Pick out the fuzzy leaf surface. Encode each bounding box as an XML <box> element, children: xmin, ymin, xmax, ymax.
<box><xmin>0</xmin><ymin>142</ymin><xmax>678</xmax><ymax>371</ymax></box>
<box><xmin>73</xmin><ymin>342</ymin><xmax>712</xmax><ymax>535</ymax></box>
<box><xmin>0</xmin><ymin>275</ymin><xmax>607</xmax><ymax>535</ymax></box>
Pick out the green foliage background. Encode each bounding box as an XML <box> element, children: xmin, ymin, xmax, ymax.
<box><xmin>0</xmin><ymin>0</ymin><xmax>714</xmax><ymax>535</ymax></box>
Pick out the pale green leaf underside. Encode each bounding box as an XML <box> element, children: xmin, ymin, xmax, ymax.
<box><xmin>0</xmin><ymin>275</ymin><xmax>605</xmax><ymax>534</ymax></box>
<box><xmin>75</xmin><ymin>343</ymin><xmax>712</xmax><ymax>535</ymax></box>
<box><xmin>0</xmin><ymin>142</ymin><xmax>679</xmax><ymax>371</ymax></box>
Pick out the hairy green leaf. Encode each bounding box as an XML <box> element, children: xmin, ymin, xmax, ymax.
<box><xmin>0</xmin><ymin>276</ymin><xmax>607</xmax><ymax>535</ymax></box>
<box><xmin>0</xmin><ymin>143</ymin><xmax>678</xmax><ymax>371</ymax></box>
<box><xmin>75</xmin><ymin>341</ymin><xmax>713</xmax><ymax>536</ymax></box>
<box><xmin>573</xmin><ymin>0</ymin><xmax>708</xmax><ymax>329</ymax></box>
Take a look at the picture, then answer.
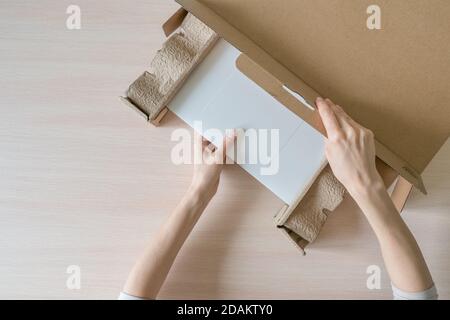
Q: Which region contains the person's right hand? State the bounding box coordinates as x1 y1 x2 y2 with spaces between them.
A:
316 98 384 198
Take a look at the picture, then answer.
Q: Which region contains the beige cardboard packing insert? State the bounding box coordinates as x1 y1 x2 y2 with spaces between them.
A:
121 0 450 255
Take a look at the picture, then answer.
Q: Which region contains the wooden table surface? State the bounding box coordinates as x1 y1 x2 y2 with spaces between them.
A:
0 0 450 299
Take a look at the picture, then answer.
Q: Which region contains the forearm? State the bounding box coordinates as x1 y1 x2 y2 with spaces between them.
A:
124 187 209 299
354 182 433 292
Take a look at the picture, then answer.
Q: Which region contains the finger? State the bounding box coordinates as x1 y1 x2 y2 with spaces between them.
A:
336 105 362 128
316 97 341 138
194 130 203 164
326 99 354 133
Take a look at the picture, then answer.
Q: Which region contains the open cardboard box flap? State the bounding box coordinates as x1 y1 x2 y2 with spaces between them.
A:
177 0 450 193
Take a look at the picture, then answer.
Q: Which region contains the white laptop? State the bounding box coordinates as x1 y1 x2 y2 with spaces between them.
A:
169 39 326 205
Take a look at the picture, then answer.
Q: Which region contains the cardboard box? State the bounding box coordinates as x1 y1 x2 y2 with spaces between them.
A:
177 0 450 193
121 0 450 251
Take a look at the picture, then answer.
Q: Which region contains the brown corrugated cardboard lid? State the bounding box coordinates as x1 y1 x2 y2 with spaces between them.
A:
177 0 450 191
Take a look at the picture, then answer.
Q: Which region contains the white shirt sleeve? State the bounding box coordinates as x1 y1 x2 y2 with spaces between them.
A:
117 292 148 300
392 284 438 300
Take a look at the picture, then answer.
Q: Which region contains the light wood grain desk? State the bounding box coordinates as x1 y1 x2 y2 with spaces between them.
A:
0 0 450 299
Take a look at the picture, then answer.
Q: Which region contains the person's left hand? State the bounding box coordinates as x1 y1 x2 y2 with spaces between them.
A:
191 132 236 201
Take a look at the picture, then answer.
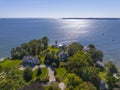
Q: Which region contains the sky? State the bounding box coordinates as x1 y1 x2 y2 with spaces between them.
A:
0 0 120 18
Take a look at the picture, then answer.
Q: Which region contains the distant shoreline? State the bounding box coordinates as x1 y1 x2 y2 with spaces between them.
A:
61 18 120 20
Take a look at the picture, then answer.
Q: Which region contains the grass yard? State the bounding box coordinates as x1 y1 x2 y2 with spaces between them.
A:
56 67 66 79
0 59 21 71
33 68 48 79
48 46 60 53
40 68 48 79
99 72 107 82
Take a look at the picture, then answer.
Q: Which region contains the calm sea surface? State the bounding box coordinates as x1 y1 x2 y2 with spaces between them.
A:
0 19 120 65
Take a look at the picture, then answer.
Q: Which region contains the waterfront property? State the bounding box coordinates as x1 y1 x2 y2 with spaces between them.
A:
57 50 67 62
23 56 39 65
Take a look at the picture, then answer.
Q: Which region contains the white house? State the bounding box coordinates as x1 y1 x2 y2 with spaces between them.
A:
23 56 39 64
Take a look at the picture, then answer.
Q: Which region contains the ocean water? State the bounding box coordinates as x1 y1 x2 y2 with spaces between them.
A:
0 18 120 65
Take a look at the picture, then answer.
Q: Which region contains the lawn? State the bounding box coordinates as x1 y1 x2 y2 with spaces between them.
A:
40 68 48 79
48 46 60 53
33 68 47 79
0 59 21 70
99 72 107 82
56 67 66 79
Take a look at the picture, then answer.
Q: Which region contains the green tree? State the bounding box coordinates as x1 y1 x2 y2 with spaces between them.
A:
67 42 83 56
80 66 101 90
76 82 97 90
88 50 104 63
0 65 2 73
65 51 93 75
48 81 61 90
42 36 49 49
88 44 96 50
20 78 45 90
65 73 82 90
37 67 42 76
23 66 33 82
106 61 118 75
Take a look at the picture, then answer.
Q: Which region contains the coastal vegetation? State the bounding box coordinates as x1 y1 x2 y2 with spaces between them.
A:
0 37 120 90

___

— EXERCISE DIRECTIONS —
All of the entries above should be copied exactly, except for the pictures.

— TASK SOLUTION —
Pick out the fuzzy leaf surface. Encode each bounding box as an XML <box> element, children: xmin, ymin, xmax, ymax.
<box><xmin>0</xmin><ymin>142</ymin><xmax>678</xmax><ymax>371</ymax></box>
<box><xmin>73</xmin><ymin>342</ymin><xmax>712</xmax><ymax>535</ymax></box>
<box><xmin>0</xmin><ymin>275</ymin><xmax>607</xmax><ymax>535</ymax></box>
Pick out the green foliage background. Encode each bounding box as an XML <box> element, children: xmin, ymin, xmax, ymax.
<box><xmin>0</xmin><ymin>0</ymin><xmax>714</xmax><ymax>535</ymax></box>
Pick out the pale green leaf underside. Encode each bounding box as an XML <box> element, children: xmin, ymin, xmax, ymax.
<box><xmin>0</xmin><ymin>275</ymin><xmax>605</xmax><ymax>534</ymax></box>
<box><xmin>75</xmin><ymin>343</ymin><xmax>712</xmax><ymax>535</ymax></box>
<box><xmin>0</xmin><ymin>142</ymin><xmax>679</xmax><ymax>371</ymax></box>
Pick out the hairy green leaf. Encode each bounding box as an XML <box> element, children: xmin, ymin, xmax, ymax.
<box><xmin>0</xmin><ymin>276</ymin><xmax>607</xmax><ymax>535</ymax></box>
<box><xmin>0</xmin><ymin>143</ymin><xmax>678</xmax><ymax>371</ymax></box>
<box><xmin>75</xmin><ymin>341</ymin><xmax>713</xmax><ymax>536</ymax></box>
<box><xmin>573</xmin><ymin>0</ymin><xmax>708</xmax><ymax>329</ymax></box>
Take a look at the picture, then answer.
Q: Which region contains the person's right hand? State the bounding box coordinates as x1 y1 x2 y2 with spaces between them.
A:
316 98 384 198
Take a look at the picture, then answer.
Q: Which region contains the beige cardboard packing insert? State the bounding box coordinates as x1 y1 x2 y2 with spaces between them.
A:
121 0 450 255
Take a look at the picture, then answer.
Q: Which region contains the wooden table surface? State the bounding box coordinates as x1 y1 x2 y2 with spaces between them.
A:
0 0 450 299
Take a look at the picture, then answer.
Q: Which region contains the forearm? State the bounding box coordinates as x1 y1 x2 y2 with spaces between them.
A:
124 187 209 299
354 182 433 292
Take a look at the picture, then answer.
Q: Which region contains the finger? State the bounding box coordinates as x1 y1 x2 y2 with spaces between them.
A:
336 105 362 128
316 97 341 138
194 130 203 164
326 99 354 133
Take a look at the picture, then answer.
Q: Which region contains the open cardboard box flap? State the bounding box coordinates as x1 y1 x2 y2 with spaces between them.
A:
177 0 450 193
Take a look at the picture, then answer.
Q: Which region contains the white laptop? State the bounding box coordinates as x1 y1 x2 y2 with spaces between them.
A:
169 39 326 205
Take a look at the picture, then answer.
Q: Which region contains the cardboard box? State the bounding box coordinates as x1 y1 x2 y2 with spaces between them.
A:
177 0 450 193
121 0 450 251
Take a look at the picture, then answer.
Q: Which region contains the brown corrugated cardboard lid? State the bounding box coordinates as x1 y1 x2 y2 with spaces between them.
A:
177 0 450 191
Take a look at the picture, then answer.
Q: Which region contains the white shirt sleeve? State the bounding box coordinates as x1 y1 x2 y2 with spaces between them.
A:
117 292 148 300
392 284 438 300
Take a look at the picture, then answer.
Q: Which region contains the light wood grain desk? State the bounding box coordinates as x1 y1 x2 y2 with spaces between them.
A:
0 0 450 299
Take a look at the picture, then answer.
Q: Which region contains the person's left hand? State the bounding box coordinates as x1 y1 x2 y2 with spaces between them.
A:
191 132 236 201
Take a look at the picture, then answer.
Q: Which region contains the sky? State the bounding box coordinates as x1 y1 x2 y2 with spaces between them.
A:
0 0 120 18
Take a look at the picture, then answer.
Q: Which region contains the distant shoreline? State the bounding box coordinates as x1 y1 x2 y2 with spaces between them.
A:
61 18 120 20
Take a look at the picture, then answer.
Q: Which region contains the grass yard? State the bounding box coordinates as x1 y1 x2 y2 with spaces between them.
A:
56 67 66 79
0 59 21 71
33 68 48 79
48 46 60 53
40 68 48 79
99 72 107 82
Take a look at the picture, then answer.
Q: Which region contains the calm sea surface? State the bounding box coordinates as x1 y1 x2 y2 with spaces between them.
A:
0 19 120 65
Take a look at the picture, then answer.
Q: Which region contains the waterfront property? State the bounding box coordinates as x1 y1 x2 y2 with spaces between them.
A:
57 50 67 62
23 56 39 65
Take a look at the picture, then answer.
Q: Which region contains the white house? State the bounding box coordinates as x1 y1 x2 y2 with spaces between them.
A:
23 56 39 64
Take a look at the picture, then answer.
Q: Which region contains the ocean water? State the bounding box coordinates as x1 y1 x2 y2 with spaces between them.
A:
0 18 120 65
Take a look at the picture, then answer.
Q: Which region contains the lawn? State the bounding box coordinates as x1 y1 x2 y2 with spaces between them.
A:
40 68 48 79
48 46 60 53
33 68 47 79
0 59 21 70
99 72 107 82
56 67 66 79
Take a look at the picture, then answer.
Q: Which region contains the green tree? State the bounding box coordinates as x1 y1 x2 y2 with spaces between them.
A:
67 42 83 56
80 66 101 90
76 82 97 90
88 50 104 63
0 65 2 73
65 51 93 75
48 81 61 90
42 36 49 49
88 44 96 50
20 78 45 90
65 73 82 90
37 67 42 76
23 66 33 82
106 61 118 75
Take a look at the picture, then answer.
Q: Which region contains the coastal vegetation? State the bounding box coordinates as x1 y1 x2 y2 with spaces between them.
A:
0 37 120 90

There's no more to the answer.